What you need to do>
Change "shaped like" to "formatted as" throughout the part of the records that opens with the line containing "Indicate the car door" and closes with the line containing "x=218, y=135", and write out only that part, otherwise unchanged.

Data in this exercise>
┌────────

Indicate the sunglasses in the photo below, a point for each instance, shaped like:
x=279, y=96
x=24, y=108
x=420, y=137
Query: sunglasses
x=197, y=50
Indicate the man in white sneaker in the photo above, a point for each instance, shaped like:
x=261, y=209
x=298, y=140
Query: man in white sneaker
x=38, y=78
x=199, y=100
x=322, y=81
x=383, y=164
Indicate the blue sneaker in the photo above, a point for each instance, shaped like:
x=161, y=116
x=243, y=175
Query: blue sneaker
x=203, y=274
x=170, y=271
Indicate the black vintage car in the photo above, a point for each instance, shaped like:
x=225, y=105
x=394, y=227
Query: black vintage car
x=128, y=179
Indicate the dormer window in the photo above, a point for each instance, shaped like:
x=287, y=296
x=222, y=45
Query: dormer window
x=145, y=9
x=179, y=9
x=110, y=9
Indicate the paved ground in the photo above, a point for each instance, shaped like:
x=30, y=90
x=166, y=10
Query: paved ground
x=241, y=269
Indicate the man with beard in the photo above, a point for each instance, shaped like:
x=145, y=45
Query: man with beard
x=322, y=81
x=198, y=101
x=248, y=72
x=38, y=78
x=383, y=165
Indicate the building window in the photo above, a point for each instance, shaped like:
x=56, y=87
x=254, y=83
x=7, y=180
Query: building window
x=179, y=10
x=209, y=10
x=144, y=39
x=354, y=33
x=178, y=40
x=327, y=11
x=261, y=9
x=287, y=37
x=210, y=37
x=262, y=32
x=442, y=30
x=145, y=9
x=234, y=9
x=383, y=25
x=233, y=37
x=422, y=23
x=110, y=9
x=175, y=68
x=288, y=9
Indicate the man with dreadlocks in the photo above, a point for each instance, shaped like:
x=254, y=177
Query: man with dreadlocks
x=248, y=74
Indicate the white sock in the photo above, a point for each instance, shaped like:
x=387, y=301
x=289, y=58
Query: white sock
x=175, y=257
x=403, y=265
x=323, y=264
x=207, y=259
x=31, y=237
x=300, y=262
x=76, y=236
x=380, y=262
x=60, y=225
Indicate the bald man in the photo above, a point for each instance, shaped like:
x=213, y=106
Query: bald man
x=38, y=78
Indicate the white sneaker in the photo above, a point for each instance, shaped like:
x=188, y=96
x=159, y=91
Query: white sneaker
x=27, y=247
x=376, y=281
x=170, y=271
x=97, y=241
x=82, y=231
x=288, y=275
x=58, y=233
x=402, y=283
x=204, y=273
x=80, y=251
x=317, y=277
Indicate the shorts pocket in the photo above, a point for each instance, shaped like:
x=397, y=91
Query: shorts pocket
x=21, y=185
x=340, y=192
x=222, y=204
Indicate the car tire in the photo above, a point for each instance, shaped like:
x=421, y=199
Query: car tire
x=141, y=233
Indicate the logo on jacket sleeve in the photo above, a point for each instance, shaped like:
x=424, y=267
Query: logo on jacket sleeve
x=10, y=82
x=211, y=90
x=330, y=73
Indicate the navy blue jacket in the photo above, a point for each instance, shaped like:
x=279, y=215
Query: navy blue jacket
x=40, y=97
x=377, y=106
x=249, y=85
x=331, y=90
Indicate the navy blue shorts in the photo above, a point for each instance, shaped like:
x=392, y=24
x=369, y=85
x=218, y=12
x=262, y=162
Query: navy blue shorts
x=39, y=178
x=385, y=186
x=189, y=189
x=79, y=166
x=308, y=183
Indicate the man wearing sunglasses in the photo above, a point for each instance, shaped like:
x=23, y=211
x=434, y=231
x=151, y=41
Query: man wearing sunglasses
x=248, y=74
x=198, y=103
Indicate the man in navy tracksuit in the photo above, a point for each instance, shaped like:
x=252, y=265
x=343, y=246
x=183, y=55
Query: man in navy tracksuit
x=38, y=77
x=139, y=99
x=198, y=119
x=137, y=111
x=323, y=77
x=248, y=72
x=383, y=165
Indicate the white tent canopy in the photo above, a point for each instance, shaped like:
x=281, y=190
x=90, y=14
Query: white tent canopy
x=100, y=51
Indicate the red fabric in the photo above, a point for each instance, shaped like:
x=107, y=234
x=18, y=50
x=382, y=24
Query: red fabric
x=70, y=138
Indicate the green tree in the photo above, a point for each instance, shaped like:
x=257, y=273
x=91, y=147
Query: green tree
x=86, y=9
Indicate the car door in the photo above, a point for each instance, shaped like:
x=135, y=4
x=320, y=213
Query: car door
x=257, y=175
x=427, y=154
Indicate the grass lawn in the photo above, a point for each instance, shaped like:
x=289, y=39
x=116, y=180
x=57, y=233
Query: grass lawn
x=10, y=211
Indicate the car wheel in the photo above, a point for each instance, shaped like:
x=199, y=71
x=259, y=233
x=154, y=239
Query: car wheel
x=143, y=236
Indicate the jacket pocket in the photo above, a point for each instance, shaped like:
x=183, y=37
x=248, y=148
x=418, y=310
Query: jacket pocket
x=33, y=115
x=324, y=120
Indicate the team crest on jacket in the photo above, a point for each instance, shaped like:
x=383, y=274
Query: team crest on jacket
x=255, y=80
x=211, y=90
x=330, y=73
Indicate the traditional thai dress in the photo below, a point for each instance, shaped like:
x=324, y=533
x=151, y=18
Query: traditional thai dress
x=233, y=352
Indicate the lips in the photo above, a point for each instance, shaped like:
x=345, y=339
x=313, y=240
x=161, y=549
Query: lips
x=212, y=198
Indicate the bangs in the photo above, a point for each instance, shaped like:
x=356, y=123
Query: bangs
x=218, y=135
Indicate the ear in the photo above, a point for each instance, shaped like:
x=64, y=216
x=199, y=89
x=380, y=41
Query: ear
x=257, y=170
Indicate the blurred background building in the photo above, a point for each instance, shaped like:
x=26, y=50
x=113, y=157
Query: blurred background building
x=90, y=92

└────────
┌────────

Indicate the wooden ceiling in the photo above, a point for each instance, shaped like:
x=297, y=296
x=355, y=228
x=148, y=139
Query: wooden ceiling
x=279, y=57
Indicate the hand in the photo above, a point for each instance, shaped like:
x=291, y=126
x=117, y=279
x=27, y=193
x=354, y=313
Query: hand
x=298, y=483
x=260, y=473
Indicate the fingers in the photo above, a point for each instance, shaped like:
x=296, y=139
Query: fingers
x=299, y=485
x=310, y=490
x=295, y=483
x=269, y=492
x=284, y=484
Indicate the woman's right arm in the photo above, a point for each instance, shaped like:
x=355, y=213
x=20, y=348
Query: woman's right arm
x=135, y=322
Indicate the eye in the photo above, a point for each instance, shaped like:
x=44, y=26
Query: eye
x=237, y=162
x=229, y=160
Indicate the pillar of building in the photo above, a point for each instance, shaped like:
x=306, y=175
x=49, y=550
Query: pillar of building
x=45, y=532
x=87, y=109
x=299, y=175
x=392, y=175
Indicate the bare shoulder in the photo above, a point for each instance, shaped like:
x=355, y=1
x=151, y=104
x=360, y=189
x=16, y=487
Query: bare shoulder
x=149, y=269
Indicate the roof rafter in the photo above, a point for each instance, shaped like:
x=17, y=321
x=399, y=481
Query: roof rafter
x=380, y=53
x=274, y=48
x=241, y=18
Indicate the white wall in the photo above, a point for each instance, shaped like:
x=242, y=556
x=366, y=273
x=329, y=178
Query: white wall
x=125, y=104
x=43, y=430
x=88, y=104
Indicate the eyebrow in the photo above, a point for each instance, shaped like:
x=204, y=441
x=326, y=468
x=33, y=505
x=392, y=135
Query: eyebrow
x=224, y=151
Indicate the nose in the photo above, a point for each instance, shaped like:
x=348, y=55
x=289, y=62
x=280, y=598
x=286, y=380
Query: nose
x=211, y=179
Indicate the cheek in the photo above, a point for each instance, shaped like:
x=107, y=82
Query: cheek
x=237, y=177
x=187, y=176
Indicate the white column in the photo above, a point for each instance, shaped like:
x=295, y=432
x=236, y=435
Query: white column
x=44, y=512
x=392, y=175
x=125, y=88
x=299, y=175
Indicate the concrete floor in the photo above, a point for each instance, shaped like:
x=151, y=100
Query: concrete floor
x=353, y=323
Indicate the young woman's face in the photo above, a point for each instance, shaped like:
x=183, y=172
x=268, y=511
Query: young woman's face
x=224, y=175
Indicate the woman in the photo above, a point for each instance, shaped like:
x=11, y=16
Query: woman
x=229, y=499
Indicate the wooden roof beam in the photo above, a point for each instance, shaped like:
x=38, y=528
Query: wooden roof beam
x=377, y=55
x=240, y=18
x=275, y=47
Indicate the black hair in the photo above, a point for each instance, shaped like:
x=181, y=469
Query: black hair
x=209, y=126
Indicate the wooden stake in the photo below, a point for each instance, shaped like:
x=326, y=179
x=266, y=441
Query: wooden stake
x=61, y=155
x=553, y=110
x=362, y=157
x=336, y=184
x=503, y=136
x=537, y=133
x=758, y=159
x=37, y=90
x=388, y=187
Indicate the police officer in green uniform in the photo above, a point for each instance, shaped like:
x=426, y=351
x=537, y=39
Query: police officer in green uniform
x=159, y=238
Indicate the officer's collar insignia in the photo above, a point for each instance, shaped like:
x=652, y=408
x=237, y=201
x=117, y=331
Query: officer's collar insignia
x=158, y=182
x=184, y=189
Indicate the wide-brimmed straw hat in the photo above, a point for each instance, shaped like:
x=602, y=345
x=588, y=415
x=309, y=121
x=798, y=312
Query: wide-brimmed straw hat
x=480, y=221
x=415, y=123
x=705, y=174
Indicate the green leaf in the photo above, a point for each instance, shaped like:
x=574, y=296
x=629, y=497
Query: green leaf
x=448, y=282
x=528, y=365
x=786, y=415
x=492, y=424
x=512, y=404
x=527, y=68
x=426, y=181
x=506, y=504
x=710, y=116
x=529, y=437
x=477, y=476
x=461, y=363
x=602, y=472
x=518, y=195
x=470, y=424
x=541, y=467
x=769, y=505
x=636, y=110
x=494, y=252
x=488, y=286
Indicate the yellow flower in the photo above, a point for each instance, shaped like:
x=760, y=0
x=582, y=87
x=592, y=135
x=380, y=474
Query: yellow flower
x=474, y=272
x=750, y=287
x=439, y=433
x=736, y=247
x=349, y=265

└────────

Solution to the problem>
Indicate the car door in the photo above, a point for each instance, formatted as:
x=135, y=4
x=320, y=213
Query: car door
x=257, y=175
x=427, y=154
Indicate the grass lawn in the photo above, a point for each instance, formatted as:
x=289, y=39
x=116, y=180
x=57, y=233
Query: grass lawn
x=10, y=211
Indicate the car wheel in the photo above, a point for each instance, formatted as:
x=199, y=71
x=259, y=233
x=154, y=239
Query: car wheel
x=143, y=236
Indicate the jacket pocket in the photo above, a point for each instance, formatted as:
x=183, y=37
x=248, y=148
x=418, y=310
Query: jacket pocket
x=33, y=115
x=324, y=120
Indicate the team crest on jacket in the photo above, a point for each instance, formatted as:
x=383, y=274
Query: team crest on jacket
x=255, y=80
x=211, y=90
x=330, y=73
Indicate the traditional thai dress in the photo below, a point for each instance, formatted as:
x=324, y=533
x=151, y=18
Query: traditional thai dress
x=233, y=352
Indicate the lips in the photo above, a point for each instance, formatted as:
x=345, y=339
x=313, y=240
x=161, y=549
Query: lips
x=212, y=198
Indicate the bangs in the photo above, a point for each instance, formatted as:
x=356, y=123
Query: bangs
x=218, y=135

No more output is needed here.